DOCUMENT EXTRACT >>
BEGIN

Impatiens noli-tangere is scarce in the UK and probably only native to the Lake District and Wales. It is the sole food plant for the endangered moth Eustroma reticulattum. Significant annual fluctuations in the size of I. noli-tangere populations endanger the continued presence of E. reticulatum in the UK. In this study, variation in population size was monitored across native populations of L noli-tangere in the English Lake District and Wales. In 1998, there was a crash in the population size of all metapopulations in the Lake District but not of those found in Wales. A molecular survey of the genetic affinities of samples in 1999 from both regions and a reference population from Switzerland was performed using AFLP and ISSR analyses. The consensus UPGMA dendrogram and a PCO scatter plot revealed clear differentiation between the populations of L noli-tangere in Wales and those in the Lake District. Most of the genetic variation in the UK (H-T= 0.064) was partitioned between (G(ST) = 0.455) rather than within (H-S = 0.034) regions, inferring little gene flow occurs between regions. There was similar bias towards differentiation between metapopulations in Wales, again consistent with low levels of interpopulation gene flow. This contrasts with far lower levels of differentiation in the Lake District which suggests modest rates of gene flow may occur between populations. It is concluded that in the event of local extinction of sites or populations, reintroductions should be restricted to samples collected from the same region. We then surveyed climatic variables to identify those most likely to cause local extinctions. Climatic correlates of population size were sought from two Lake District metapopulations situated close to a meteorological station. A combination of three climatic variables common to both sites explained 81-84% of the variation in plant number between 1990 and 2001. Projected trends for these climatic variables were used in a Monte Carlo simulation which suggested an increased risk of I. noli-tangere population crashes by 2050 at Coniston Water. but not at Derwentwater. Implications of these findings for practical conservation strategies are explored. (C) 2003 Elsevier Ltd. All rights reserved.

END

ACTION ITEM >> According to the abstract on Impatiens noli-tangere, at which site did the simulation suggest a greater risk of population crashes by 2050? The entries come from a different source than the abstract above.

DATA UNDER STUDY >>
BEGIN

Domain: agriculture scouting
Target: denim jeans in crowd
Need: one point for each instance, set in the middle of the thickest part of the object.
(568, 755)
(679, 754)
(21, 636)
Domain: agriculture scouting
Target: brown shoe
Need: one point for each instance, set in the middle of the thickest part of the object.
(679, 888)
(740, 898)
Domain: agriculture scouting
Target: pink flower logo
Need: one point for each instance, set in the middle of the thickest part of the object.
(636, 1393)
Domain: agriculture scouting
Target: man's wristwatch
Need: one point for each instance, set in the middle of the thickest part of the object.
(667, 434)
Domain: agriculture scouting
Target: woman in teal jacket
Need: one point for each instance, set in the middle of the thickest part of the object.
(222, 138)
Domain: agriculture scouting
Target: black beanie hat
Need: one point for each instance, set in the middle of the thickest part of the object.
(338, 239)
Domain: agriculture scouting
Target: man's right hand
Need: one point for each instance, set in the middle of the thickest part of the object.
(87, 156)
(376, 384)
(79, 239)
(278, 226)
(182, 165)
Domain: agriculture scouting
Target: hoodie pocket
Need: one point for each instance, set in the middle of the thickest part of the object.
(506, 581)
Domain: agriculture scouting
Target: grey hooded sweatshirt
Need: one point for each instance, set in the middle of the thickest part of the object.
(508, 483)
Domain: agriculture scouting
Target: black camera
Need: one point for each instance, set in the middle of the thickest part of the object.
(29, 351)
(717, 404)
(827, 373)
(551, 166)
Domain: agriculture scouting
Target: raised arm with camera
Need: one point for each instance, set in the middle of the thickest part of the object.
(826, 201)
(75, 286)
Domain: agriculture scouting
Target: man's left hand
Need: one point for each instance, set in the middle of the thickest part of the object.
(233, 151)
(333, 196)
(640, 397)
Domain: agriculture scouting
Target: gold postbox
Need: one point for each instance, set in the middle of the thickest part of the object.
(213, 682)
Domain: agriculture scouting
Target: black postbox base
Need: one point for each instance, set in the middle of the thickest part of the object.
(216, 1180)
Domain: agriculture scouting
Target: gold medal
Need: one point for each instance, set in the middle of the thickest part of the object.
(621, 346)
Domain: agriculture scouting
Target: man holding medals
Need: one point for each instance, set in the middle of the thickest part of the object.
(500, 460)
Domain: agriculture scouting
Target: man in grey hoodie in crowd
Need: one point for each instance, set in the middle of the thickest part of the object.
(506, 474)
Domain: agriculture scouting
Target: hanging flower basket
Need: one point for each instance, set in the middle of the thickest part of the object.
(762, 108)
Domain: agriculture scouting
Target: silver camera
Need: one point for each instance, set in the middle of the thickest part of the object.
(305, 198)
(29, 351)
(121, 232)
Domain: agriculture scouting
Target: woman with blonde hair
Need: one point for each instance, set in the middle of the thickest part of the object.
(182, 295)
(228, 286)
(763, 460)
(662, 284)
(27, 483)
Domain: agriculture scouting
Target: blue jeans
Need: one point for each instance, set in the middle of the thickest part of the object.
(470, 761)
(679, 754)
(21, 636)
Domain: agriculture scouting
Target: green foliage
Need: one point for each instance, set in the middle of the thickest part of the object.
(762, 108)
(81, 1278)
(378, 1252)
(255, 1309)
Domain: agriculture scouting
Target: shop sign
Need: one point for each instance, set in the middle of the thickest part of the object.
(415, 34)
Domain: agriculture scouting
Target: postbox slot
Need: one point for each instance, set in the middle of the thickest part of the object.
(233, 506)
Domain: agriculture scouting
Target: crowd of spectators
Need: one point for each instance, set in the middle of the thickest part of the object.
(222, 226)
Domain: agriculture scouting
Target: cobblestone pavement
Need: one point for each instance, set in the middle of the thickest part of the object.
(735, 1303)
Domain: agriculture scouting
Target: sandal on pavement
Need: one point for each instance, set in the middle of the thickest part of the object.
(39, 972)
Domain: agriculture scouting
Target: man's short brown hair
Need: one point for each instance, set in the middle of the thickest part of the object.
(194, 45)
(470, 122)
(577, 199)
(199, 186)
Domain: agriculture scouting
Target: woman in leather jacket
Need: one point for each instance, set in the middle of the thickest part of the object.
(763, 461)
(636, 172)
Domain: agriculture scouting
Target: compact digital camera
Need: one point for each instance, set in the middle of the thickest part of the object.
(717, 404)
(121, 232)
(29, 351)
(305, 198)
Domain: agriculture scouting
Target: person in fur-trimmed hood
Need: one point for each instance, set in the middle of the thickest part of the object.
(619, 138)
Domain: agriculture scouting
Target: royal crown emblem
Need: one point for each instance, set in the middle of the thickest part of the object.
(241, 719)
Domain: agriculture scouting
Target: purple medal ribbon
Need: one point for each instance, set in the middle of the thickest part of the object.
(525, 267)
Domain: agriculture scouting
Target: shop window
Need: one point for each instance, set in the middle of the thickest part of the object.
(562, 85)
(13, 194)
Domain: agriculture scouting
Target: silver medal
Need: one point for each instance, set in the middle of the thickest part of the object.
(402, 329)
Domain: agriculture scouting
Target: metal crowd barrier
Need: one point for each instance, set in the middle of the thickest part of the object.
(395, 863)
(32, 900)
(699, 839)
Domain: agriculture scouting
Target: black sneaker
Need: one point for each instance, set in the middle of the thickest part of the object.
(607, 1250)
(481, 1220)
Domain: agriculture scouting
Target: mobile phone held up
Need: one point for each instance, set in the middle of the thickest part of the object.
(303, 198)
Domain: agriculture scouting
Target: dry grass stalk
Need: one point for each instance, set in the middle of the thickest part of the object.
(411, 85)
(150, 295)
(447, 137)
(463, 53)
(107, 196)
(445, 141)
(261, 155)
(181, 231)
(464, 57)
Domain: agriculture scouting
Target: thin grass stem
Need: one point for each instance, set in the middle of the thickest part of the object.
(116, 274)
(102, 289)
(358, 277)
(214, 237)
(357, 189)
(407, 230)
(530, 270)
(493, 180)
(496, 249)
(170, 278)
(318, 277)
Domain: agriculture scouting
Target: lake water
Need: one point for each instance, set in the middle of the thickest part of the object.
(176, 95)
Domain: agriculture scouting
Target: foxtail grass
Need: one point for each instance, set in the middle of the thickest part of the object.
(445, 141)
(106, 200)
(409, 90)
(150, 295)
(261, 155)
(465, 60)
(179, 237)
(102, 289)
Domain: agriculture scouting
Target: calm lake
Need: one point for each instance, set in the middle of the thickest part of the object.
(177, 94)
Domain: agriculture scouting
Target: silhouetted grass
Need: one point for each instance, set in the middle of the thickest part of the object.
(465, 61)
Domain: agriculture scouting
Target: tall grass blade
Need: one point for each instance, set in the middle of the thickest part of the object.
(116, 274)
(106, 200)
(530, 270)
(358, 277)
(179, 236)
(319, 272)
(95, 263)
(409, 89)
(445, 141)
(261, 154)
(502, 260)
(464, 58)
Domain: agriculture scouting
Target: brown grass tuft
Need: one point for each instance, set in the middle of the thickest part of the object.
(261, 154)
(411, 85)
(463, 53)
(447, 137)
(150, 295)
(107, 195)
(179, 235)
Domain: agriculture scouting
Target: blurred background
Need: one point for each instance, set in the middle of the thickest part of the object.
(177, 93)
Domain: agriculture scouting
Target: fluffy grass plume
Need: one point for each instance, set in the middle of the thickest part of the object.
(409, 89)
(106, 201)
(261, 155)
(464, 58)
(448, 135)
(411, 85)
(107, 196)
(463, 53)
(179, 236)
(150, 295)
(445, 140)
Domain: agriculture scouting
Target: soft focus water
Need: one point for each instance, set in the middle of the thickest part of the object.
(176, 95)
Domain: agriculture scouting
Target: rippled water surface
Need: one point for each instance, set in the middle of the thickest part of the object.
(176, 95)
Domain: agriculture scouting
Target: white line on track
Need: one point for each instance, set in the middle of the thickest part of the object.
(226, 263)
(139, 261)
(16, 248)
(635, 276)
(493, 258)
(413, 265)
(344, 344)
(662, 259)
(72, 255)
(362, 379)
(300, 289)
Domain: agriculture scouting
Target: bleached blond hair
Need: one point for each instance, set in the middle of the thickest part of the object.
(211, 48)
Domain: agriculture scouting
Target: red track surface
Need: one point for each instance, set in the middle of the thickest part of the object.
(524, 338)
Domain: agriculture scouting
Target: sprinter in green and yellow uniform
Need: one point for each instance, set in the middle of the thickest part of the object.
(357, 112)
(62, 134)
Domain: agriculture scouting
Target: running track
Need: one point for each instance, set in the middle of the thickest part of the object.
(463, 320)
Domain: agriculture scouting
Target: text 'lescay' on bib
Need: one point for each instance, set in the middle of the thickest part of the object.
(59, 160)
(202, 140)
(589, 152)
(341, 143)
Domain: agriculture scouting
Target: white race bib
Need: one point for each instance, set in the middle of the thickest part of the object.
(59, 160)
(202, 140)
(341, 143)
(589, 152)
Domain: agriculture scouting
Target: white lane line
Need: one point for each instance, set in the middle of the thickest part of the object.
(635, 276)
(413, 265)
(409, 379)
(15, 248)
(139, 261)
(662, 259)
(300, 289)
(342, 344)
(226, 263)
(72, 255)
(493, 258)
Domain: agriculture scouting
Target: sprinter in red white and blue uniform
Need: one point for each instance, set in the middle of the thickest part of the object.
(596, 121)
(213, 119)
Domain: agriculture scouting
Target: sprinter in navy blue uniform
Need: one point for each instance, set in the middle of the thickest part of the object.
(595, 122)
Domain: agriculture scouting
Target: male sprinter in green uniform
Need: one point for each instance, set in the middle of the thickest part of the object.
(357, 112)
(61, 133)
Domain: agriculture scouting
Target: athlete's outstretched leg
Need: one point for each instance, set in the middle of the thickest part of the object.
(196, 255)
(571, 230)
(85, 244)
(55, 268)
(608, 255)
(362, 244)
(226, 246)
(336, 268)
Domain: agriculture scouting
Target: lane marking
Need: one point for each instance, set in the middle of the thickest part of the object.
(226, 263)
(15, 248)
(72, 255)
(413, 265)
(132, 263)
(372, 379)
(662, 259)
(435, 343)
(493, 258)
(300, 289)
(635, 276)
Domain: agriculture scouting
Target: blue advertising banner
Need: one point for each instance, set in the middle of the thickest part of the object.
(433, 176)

END

OUTPUT FOR THIS EXERCISE >> Coniston Water